■ EXERCISE DIRECTIONS: Once the line with "Query: vegetation on hillside" is found in the data, output it and each following line exactly, up to and including the line with "of the cascading", and nothing before or after.

Stored entries:
============================================================
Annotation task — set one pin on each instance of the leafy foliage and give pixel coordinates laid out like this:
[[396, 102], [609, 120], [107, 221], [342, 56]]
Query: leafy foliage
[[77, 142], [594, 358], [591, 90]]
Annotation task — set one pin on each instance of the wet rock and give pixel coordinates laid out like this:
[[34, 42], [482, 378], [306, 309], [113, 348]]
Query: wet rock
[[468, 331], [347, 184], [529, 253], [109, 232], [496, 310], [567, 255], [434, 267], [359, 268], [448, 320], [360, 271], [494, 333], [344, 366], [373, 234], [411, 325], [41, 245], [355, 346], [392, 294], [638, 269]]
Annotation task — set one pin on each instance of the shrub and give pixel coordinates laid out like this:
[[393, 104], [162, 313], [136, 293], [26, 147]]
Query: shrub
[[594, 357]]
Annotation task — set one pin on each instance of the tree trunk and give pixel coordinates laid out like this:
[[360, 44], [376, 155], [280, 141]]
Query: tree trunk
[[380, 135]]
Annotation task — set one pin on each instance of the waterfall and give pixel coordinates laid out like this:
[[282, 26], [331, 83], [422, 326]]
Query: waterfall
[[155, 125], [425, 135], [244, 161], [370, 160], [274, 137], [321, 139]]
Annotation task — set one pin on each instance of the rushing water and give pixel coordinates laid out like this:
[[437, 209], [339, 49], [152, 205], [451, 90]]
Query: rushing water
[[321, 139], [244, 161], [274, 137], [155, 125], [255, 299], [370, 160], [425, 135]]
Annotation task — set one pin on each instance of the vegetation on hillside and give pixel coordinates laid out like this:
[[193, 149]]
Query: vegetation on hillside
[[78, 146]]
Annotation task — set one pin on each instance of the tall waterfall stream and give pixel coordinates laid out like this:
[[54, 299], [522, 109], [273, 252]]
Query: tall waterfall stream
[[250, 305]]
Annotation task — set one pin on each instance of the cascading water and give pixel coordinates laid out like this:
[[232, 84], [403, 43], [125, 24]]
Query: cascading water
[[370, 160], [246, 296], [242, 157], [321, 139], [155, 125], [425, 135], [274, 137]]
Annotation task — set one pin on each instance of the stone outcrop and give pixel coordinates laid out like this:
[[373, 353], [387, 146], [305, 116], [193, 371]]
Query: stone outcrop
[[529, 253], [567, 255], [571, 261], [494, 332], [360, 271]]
============================================================
■ EXERCISE SOLUTION:
Query: vegetation on hillside
[[78, 146]]
Annotation task — set one pin on each instance of the tall waterfall stream and give pixel coordinates laid out like this:
[[54, 299], [522, 109], [273, 252]]
Query: tall waterfall stream
[[250, 305]]
Annotation task — set one pin on each instance of the cascading water and give pixel coordinates laid out like this:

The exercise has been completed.